> **AIM OF THE EXERCISE**:
Return, unchanged, the lines of the records from the very first line through the line containing "point(15, 73)", including both.

> **ROWS**:
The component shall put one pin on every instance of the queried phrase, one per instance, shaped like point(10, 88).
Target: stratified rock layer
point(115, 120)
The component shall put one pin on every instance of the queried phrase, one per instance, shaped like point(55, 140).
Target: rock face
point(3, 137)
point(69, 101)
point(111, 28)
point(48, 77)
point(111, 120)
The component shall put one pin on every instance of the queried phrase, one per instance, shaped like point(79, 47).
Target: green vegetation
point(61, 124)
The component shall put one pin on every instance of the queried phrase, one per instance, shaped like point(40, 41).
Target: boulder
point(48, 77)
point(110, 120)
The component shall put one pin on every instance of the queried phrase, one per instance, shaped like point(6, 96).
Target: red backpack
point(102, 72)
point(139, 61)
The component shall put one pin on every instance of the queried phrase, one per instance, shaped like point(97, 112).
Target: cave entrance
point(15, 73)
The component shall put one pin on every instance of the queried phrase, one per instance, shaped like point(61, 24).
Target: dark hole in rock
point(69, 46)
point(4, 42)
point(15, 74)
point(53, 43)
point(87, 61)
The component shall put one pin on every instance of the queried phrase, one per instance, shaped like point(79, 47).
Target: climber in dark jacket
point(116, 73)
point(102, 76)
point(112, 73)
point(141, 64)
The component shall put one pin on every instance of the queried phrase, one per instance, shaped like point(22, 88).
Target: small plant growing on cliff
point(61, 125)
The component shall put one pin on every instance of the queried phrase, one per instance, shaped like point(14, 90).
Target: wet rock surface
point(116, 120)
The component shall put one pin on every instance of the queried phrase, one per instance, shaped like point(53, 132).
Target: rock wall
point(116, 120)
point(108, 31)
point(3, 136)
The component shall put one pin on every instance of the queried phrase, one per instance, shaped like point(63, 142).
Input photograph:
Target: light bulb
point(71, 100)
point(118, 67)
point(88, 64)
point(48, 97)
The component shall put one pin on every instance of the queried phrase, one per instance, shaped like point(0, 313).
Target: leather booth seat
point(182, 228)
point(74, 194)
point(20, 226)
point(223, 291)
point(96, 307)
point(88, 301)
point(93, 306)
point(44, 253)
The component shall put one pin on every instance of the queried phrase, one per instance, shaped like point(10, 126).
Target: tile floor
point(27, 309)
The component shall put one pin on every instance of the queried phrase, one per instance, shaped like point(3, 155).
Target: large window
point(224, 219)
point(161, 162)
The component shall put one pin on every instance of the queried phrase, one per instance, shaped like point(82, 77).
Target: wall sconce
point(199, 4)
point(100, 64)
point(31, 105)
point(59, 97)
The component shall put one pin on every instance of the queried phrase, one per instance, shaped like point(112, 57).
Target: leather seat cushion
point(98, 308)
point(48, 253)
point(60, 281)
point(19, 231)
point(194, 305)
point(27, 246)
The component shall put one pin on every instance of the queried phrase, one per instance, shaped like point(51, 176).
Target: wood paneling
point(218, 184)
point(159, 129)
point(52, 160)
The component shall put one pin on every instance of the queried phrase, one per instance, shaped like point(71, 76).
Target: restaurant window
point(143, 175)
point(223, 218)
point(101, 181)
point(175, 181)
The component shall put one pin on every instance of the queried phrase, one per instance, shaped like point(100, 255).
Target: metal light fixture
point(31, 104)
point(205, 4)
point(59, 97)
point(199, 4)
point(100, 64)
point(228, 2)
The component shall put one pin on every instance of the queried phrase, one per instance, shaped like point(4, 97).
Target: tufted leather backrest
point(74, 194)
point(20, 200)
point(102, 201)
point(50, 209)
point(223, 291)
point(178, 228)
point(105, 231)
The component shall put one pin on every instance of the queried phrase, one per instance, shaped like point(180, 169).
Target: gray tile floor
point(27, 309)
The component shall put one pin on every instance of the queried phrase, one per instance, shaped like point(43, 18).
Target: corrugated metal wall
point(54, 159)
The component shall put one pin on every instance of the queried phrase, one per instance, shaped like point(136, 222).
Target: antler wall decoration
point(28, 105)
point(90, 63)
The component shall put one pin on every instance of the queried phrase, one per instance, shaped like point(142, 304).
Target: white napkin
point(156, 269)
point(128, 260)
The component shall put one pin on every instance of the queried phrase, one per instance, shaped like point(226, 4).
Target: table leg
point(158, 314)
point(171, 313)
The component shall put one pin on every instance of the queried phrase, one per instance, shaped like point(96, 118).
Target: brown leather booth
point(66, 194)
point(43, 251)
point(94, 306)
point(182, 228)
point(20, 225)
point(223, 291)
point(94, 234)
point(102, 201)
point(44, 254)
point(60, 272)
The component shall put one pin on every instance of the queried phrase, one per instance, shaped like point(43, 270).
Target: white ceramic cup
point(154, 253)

> **REPLY TO THE EXERCISE**:
The component shall put one pin on every instance of the queried phrase, one per instance, shaped like point(10, 88).
Target: stratified rock layer
point(115, 120)
The component shall put one pin on every instance of the queried phrase, one per instance, shaped like point(55, 140).
Target: rock face
point(3, 137)
point(69, 101)
point(111, 28)
point(48, 77)
point(111, 120)
The component shall put one pin on every instance of the queried phrase, one per instance, shaped like point(79, 47).
Target: green vegetation
point(61, 124)
The component shall put one pin on every instance of the queried phrase, one per instance, shaped like point(40, 41).
Target: boulder
point(48, 77)
point(110, 120)
The component shall put one pin on every instance of the queried phrase, one per instance, shaped like point(6, 96).
Target: red backpack
point(102, 72)
point(139, 61)
The component shall put one pin on every instance of the queried phrase, one per instance, shaped like point(97, 112).
Target: cave entrance
point(15, 73)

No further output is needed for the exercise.